Texte d'étude.
· · · ·

Clinicienne de surcroît !

Nous avons tous un travers caché ou affiché.

J’avais une collègue, une femme charmante, souriante, au regard d’un azur de tropiques à vous transporter sur une plage paradisiaque sans attendre les vacances d’été. Des éclats de rire qui venaient du fond de la gorge trahissaient le plaisir franc de celle qui s’abandonne à sa joie, qui s’éclate sans vergogne.
Une femme heureuse d’entrer dans la vie active pour sauver les enfants…
Un bonheur qui se voyait sur toutes ses dents blanches, ses fringues affriolantes et son vernis à ongles toujours impeccablement lissé…

Une psychologue scolaire qui ne supportait pas d’entendre le mot scolaire.

· · · ·

Entrées tirées d'une collection
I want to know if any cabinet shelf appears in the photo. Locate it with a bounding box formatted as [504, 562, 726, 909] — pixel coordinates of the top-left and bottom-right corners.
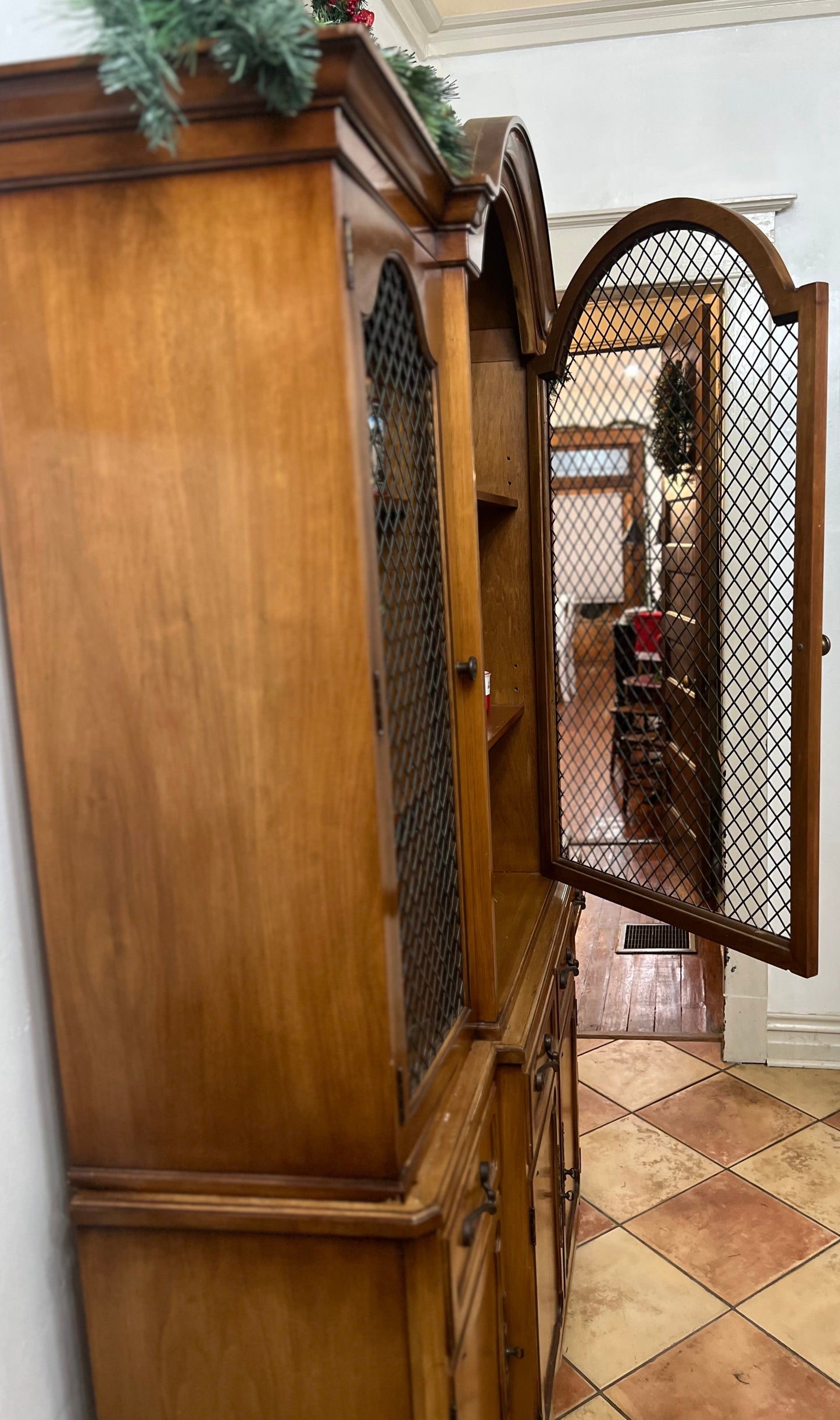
[475, 488, 519, 513]
[488, 706, 524, 750]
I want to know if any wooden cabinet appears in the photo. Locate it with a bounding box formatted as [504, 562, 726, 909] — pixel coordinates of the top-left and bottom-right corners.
[0, 27, 580, 1420]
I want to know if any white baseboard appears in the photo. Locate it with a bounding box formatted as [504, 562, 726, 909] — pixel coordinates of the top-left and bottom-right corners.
[767, 1011, 840, 1070]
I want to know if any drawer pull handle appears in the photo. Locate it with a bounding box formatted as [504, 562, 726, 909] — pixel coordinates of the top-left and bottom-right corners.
[534, 1035, 560, 1093]
[560, 947, 580, 991]
[460, 1158, 496, 1247]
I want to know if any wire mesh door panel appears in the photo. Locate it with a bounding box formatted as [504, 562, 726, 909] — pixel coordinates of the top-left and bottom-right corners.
[543, 203, 824, 972]
[364, 262, 463, 1092]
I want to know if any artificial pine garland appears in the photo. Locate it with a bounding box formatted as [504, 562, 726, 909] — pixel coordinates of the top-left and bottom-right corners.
[651, 359, 694, 478]
[70, 0, 469, 177]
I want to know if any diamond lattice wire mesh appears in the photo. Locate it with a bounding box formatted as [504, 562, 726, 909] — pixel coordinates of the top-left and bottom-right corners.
[364, 262, 463, 1089]
[550, 228, 798, 939]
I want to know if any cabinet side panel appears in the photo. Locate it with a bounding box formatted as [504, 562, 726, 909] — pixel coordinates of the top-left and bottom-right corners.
[80, 1228, 411, 1420]
[0, 163, 396, 1176]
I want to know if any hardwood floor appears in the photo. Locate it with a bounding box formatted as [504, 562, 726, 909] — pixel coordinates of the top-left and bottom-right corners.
[577, 893, 724, 1035]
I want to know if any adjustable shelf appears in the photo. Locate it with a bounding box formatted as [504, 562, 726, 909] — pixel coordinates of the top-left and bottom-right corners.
[488, 706, 524, 750]
[475, 488, 519, 513]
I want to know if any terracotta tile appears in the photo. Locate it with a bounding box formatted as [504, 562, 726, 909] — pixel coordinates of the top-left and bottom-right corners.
[577, 1199, 616, 1247]
[671, 1041, 726, 1070]
[627, 1173, 836, 1304]
[729, 1065, 840, 1119]
[580, 1115, 719, 1222]
[577, 1041, 715, 1109]
[739, 1243, 840, 1380]
[552, 1360, 595, 1420]
[733, 1125, 840, 1233]
[577, 1085, 627, 1135]
[608, 1312, 840, 1420]
[560, 1396, 620, 1420]
[639, 1072, 810, 1164]
[566, 1228, 724, 1387]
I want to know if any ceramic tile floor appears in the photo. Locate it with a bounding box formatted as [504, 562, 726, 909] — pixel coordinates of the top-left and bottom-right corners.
[552, 1039, 840, 1420]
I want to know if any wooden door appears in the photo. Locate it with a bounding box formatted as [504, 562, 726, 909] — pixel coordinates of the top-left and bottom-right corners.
[557, 977, 580, 1282]
[659, 303, 724, 910]
[531, 1083, 564, 1414]
[530, 200, 827, 975]
[453, 1217, 507, 1420]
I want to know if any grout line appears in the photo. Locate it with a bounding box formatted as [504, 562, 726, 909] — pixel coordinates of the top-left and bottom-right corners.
[726, 1061, 837, 1125]
[560, 1079, 840, 1403]
[732, 1232, 840, 1306]
[573, 1305, 733, 1413]
[733, 1302, 840, 1396]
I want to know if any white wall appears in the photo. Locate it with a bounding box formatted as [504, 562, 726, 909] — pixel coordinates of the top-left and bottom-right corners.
[449, 19, 840, 1058]
[0, 599, 92, 1420]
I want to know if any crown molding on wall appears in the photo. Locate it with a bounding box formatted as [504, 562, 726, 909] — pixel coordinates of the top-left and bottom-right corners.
[381, 0, 442, 51]
[549, 192, 796, 231]
[403, 0, 840, 58]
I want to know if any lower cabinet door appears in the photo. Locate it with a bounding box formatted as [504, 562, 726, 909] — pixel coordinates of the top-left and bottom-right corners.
[453, 1218, 507, 1420]
[531, 1085, 564, 1414]
[557, 1001, 580, 1276]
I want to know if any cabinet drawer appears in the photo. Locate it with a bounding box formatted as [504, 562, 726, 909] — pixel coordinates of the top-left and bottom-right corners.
[527, 980, 560, 1146]
[446, 1088, 501, 1345]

· · · ·

Consigne de travail. Quel est, cité mot pour mot, le passage du texte sur la psychologue scolaire qui va de « Nous avons tous » jusqu'à « le mot scolaire. » ?

Corrigé.
Nous avons tous un travers caché ou affiché.

J’avais une collègue, une femme charmante, souriante, au regard d’un azur de tropiques à vous transporter sur une plage paradisiaque sans attendre les vacances d’été. Des éclats de rire qui venaient du fond de la gorge trahissaient le plaisir franc de celle qui s’abandonne à sa joie, qui s’éclate sans vergogne.
Une femme heureuse d’entrer dans la vie active pour sauver les enfants…
Un bonheur qui se voyait sur toutes ses dents blanches, ses fringues affriolantes et son vernis à ongles toujours impeccablement lissé…

Une psychologue scolaire qui ne supportait pas d’entendre le mot scolaire.